━━━━━ Supplied material
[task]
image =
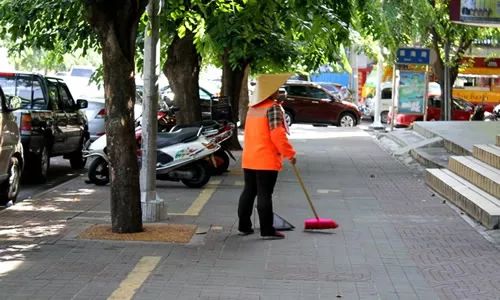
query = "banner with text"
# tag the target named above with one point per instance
(411, 92)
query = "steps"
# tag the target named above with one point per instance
(477, 203)
(472, 183)
(489, 154)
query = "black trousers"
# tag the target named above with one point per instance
(260, 184)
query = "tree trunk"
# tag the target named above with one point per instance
(116, 23)
(182, 69)
(244, 97)
(232, 81)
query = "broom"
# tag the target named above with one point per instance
(316, 223)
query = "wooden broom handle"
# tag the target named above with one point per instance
(305, 190)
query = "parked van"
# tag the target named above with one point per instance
(11, 149)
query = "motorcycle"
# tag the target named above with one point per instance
(216, 132)
(183, 155)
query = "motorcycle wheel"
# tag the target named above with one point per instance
(201, 177)
(99, 171)
(221, 162)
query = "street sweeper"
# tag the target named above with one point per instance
(265, 146)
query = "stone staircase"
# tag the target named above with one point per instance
(472, 183)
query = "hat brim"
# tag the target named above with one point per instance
(266, 85)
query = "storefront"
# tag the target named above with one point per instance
(479, 81)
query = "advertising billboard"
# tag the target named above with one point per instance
(476, 12)
(411, 92)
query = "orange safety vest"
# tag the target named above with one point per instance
(263, 148)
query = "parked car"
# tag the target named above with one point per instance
(96, 115)
(307, 102)
(461, 110)
(50, 122)
(11, 149)
(212, 106)
(386, 100)
(338, 90)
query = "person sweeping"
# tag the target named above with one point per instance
(265, 146)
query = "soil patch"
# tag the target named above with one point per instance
(153, 232)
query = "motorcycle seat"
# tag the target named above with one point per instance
(184, 135)
(206, 124)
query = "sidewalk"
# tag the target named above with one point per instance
(396, 240)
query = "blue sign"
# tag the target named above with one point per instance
(413, 56)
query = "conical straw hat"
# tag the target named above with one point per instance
(266, 85)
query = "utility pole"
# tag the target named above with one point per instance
(153, 208)
(377, 125)
(446, 78)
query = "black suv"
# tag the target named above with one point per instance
(50, 122)
(307, 102)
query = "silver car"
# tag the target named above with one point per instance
(96, 115)
(11, 150)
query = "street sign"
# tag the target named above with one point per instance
(411, 92)
(413, 56)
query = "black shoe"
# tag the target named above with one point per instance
(276, 236)
(246, 232)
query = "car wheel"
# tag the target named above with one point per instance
(9, 189)
(288, 118)
(383, 117)
(347, 120)
(76, 159)
(99, 171)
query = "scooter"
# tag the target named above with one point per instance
(216, 132)
(494, 115)
(184, 155)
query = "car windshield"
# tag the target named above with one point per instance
(82, 72)
(25, 87)
(461, 104)
(204, 94)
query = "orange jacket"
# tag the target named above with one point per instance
(264, 148)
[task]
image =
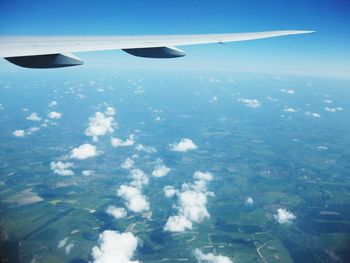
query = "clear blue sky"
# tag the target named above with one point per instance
(326, 53)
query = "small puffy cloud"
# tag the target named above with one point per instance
(69, 248)
(252, 103)
(139, 178)
(128, 164)
(210, 257)
(160, 169)
(33, 117)
(147, 149)
(53, 103)
(99, 125)
(31, 130)
(249, 200)
(192, 200)
(313, 114)
(110, 111)
(84, 151)
(198, 175)
(115, 247)
(62, 243)
(134, 199)
(115, 142)
(116, 212)
(283, 216)
(288, 91)
(178, 223)
(19, 133)
(184, 145)
(54, 115)
(87, 172)
(62, 168)
(288, 109)
(169, 191)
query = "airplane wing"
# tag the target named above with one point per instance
(55, 51)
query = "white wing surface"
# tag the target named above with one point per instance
(21, 48)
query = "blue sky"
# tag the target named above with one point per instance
(323, 54)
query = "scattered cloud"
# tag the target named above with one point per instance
(87, 172)
(288, 91)
(19, 133)
(84, 151)
(313, 114)
(33, 117)
(169, 191)
(54, 115)
(249, 201)
(134, 199)
(115, 247)
(210, 257)
(283, 216)
(160, 169)
(139, 178)
(110, 111)
(147, 149)
(99, 125)
(53, 104)
(128, 164)
(252, 103)
(62, 168)
(184, 145)
(116, 212)
(288, 109)
(115, 142)
(192, 200)
(69, 248)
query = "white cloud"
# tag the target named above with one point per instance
(53, 103)
(283, 216)
(19, 133)
(252, 103)
(62, 168)
(54, 115)
(115, 142)
(313, 114)
(147, 149)
(68, 248)
(288, 91)
(31, 130)
(135, 200)
(192, 200)
(160, 169)
(184, 145)
(210, 257)
(139, 178)
(198, 175)
(169, 191)
(84, 151)
(128, 164)
(62, 243)
(178, 223)
(87, 172)
(34, 117)
(115, 247)
(110, 111)
(249, 200)
(99, 125)
(116, 212)
(288, 109)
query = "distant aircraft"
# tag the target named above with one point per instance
(55, 51)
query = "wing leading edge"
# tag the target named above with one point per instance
(154, 46)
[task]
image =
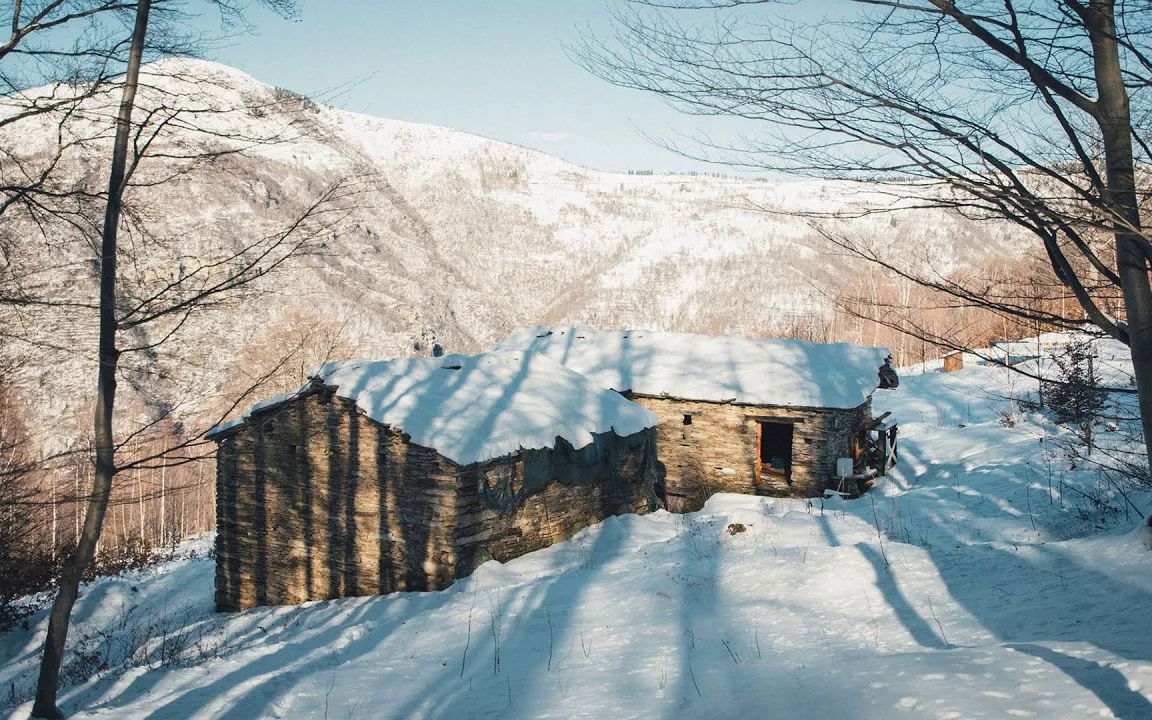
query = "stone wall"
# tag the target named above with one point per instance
(555, 492)
(316, 501)
(718, 452)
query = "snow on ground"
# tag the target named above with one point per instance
(983, 595)
(471, 408)
(714, 368)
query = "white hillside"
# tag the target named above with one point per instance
(987, 577)
(711, 368)
(454, 239)
(471, 408)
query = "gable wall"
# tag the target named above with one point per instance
(317, 501)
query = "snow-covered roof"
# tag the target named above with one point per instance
(715, 369)
(471, 408)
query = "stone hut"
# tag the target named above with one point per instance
(409, 474)
(767, 417)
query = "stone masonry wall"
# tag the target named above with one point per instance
(718, 452)
(619, 478)
(316, 501)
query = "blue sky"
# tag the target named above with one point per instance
(492, 67)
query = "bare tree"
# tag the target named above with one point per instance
(143, 300)
(1032, 113)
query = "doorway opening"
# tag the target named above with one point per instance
(775, 441)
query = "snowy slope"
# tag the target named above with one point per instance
(453, 239)
(712, 368)
(961, 588)
(471, 408)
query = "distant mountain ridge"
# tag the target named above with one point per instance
(457, 239)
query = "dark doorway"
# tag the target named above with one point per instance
(775, 451)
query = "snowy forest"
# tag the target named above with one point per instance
(850, 419)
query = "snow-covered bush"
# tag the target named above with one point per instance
(1075, 394)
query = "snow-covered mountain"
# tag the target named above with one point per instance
(453, 239)
(988, 576)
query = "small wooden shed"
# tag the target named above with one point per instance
(767, 417)
(954, 361)
(409, 474)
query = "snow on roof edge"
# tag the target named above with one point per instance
(500, 403)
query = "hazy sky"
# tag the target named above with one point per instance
(491, 67)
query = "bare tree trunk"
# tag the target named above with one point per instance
(81, 556)
(1131, 264)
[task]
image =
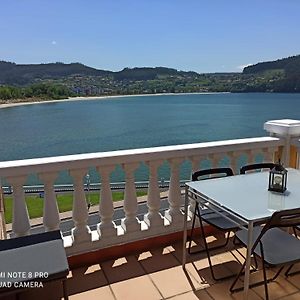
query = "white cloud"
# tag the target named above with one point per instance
━━━━━━━━━━
_Exercise directions_
Print the complete listing exactly, apart from any pictures.

_Task answer_
[task]
image =
query = "banner with text"
# tag the target named above with one point per instance
(411, 92)
query = "steps"
# tag the target named above with one point per instance
(477, 203)
(472, 183)
(489, 154)
query = "black trousers"
# tag the target named above with one point per instance
(260, 184)
query = "tree trunk"
# tag the target named above with one point per instance
(116, 23)
(182, 69)
(244, 97)
(232, 81)
query = "broom"
# tag the target named above with one point per instance
(316, 223)
query = "wooden broom handle"
# tag the target named above with one point per instance
(305, 190)
query = "parked van"
# tag the target named above with one point per instance
(11, 149)
query = "motorcycle"
# tag the target named above with one point per instance
(216, 132)
(183, 155)
query = "motorcycle wheel"
# tag the target named above with one point per instance
(201, 177)
(99, 171)
(221, 162)
query = "street sweeper"
# tag the target named above with one point per instance
(265, 146)
query = "stone staircase"
# tag the target named above with one point per instance
(472, 183)
query = "hat brim"
# tag the target named above with one point per instance
(266, 85)
query = "storefront"
# tag the target named above with one point per instance
(479, 81)
query = "advertising billboard"
# tag the target named above with one point per instance
(476, 12)
(411, 92)
query = "orange safety vest"
# tag the target named above with one point per instance
(263, 148)
query = "parked car"
# tag the target named above with one point per instance
(96, 115)
(307, 102)
(461, 110)
(50, 122)
(11, 149)
(212, 106)
(386, 100)
(338, 90)
query = "person sweeping"
# tag the target named above with one point per instance
(265, 146)
query = "soil patch"
# tag the target named above with one point per instance
(153, 232)
query = "motorcycle seat"
# tag the target named above with one point per instance
(184, 135)
(206, 124)
query = "sidewalk"
# tag the target named above with one point per instance
(396, 240)
query = "blue sign"
# tag the target named above with one point per instance
(413, 56)
query = "conical straw hat"
# tag the target named above with one point per instance
(266, 85)
query = "utility pole"
# tag the target named above with one point per instance
(153, 208)
(377, 125)
(446, 78)
query = "black suv"
# tag the target named above with one point per instance
(50, 122)
(307, 102)
query = "silver car"
# tag the target named above with one point per instance
(96, 115)
(11, 150)
query = "street sign"
# tag the target named above with one point per instance
(411, 92)
(413, 56)
query = "black shoe"
# tag the target named above with one point per instance
(276, 236)
(246, 232)
query = "car wheel"
# tag the target named above with one point per instance
(9, 189)
(288, 118)
(383, 117)
(347, 120)
(76, 159)
(99, 171)
query = "scooter"
# tag the target named above with one point per instance
(216, 132)
(494, 115)
(184, 155)
query = "car windshield"
# tag the target named above with one point per instance
(82, 72)
(25, 87)
(461, 104)
(204, 94)
query = "orange jacket"
# tag the target named above with one point per instance
(264, 148)
[task]
image =
query = "clear blue sky"
# tag the target named above with one point per instance
(326, 53)
query = "small puffy cloud"
# tag the target named above with one point per instance
(69, 248)
(252, 103)
(139, 178)
(128, 164)
(210, 257)
(160, 169)
(33, 117)
(147, 149)
(53, 103)
(99, 125)
(31, 130)
(249, 200)
(192, 200)
(313, 114)
(110, 111)
(84, 151)
(198, 175)
(115, 247)
(62, 243)
(134, 199)
(115, 142)
(116, 212)
(283, 216)
(288, 91)
(178, 223)
(19, 133)
(184, 145)
(54, 115)
(87, 172)
(62, 168)
(288, 109)
(169, 191)
query = "airplane wing"
# tag the target named above with one point per instance
(55, 51)
query = "white wing surface"
# tag the target named above with one point per instance
(21, 48)
query = "blue sky"
# tag the target named above with one point per instance
(323, 54)
query = "scattered cloud"
# tag the target named above with one point per instance
(87, 172)
(288, 91)
(19, 133)
(84, 151)
(313, 114)
(33, 117)
(169, 191)
(54, 115)
(249, 201)
(134, 199)
(115, 247)
(210, 257)
(283, 216)
(160, 169)
(139, 178)
(110, 111)
(147, 149)
(99, 125)
(53, 104)
(128, 164)
(252, 103)
(62, 168)
(184, 145)
(116, 212)
(288, 109)
(115, 142)
(192, 200)
(69, 248)
query = "white cloud"
# tag the target named above with one point per instance
(53, 103)
(283, 216)
(19, 133)
(252, 103)
(62, 168)
(54, 115)
(115, 142)
(313, 114)
(147, 149)
(68, 248)
(288, 91)
(31, 130)
(135, 200)
(192, 200)
(160, 169)
(184, 145)
(210, 257)
(139, 178)
(198, 175)
(169, 191)
(84, 151)
(128, 164)
(62, 243)
(178, 223)
(87, 172)
(34, 117)
(115, 247)
(110, 111)
(249, 200)
(99, 125)
(116, 212)
(288, 109)
query = "distant aircraft"
# tag the target named above with one point per instance
(55, 51)
query = "wing leading edge"
# tag the target named above with one point per instance
(154, 46)
[task]
image =
query = "stone wall"
# tag the target named above with one point per instance
(555, 492)
(316, 501)
(718, 452)
query = "snow on ground"
# tag the target named above with one point per instance
(983, 595)
(471, 408)
(714, 368)
query = "white hillside"
# tag the target named above with one point per instance
(987, 577)
(711, 368)
(454, 239)
(471, 408)
query = "gable wall"
# tag the target named above with one point per instance
(317, 501)
query = "snow-covered roof"
# tag the target named above with one point per instance
(715, 369)
(471, 408)
query = "stone hut"
# tag the target named above with one point per instance
(409, 474)
(767, 417)
query = "stone masonry wall"
# tag the target named above with one point per instance
(718, 452)
(619, 478)
(316, 501)
query = "blue sky"
# tag the target named above with one point per instance
(492, 67)
query = "bare tree"
# tag the target named above with one point per instance
(143, 300)
(1032, 113)
query = "doorway opening"
# tag the target named above with one point per instance
(775, 441)
query = "snowy slope"
# tag the target named above with one point per instance
(453, 239)
(712, 368)
(961, 588)
(471, 408)
query = "distant mountain ridge"
# tag the target named above with one point per instance
(457, 239)
query = "dark doorway"
# tag the target named above with one point per instance
(775, 451)
query = "snowy forest"
# tag the target named above with one point per instance
(850, 419)
query = "snow-covered bush"
# tag the target named above with one point per instance
(1075, 394)
query = "snow-covered mountain"
# tag the target named above with one point per instance
(453, 239)
(988, 576)
query = "small wooden shed"
# tag the target named above with one point per instance
(767, 417)
(954, 361)
(409, 474)
query = "snow on roof edge"
# tag the target named above with one point per instance
(500, 403)
query = "hazy sky"
# tag the target named above with one point per instance
(491, 67)
query = "bare tree trunk"
# tag the target named above with one point per instance
(81, 556)
(1131, 264)
[task]
image =
query = "white cloud"
# tag the target named above with one point per instance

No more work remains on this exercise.